- What to produce: Copy out every one of the items below word for word, line for line.

— start Material provided —

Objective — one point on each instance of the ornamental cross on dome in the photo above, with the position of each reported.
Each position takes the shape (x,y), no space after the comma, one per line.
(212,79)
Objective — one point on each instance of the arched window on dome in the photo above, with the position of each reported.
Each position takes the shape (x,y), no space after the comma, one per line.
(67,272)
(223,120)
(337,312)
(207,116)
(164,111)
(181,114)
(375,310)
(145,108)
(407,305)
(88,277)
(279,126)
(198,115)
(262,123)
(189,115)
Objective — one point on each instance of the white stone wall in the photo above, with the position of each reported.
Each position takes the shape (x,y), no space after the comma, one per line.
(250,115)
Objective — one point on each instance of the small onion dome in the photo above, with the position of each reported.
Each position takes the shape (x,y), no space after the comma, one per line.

— end Material provided —

- Worked solution:
Objective — one point on each instance of the ornamental cross on dome in the photo above, with the position of each reported.
Each position takes the shape (x,y), no space after the comma, one per line.
(212,79)
Objective — one point on each instance of the arched window on dome in the photo above, with the position of each reported.
Each position takes the shape (x,y), no space after the comma, one per line.
(67,272)
(223,120)
(337,312)
(207,116)
(164,111)
(181,114)
(375,310)
(145,108)
(407,305)
(88,277)
(279,126)
(198,115)
(262,123)
(189,115)
Objective — one point on each instance of the white stone wall in the photo above, with the position of each reported.
Each position takes the shape (x,y), no space after the comma, one per line.
(250,115)
Objective — one point on each instance of the small onion dome in the photo above, with the position of each reported.
Each position takes the shape (x,y), no space after the comma, one per line.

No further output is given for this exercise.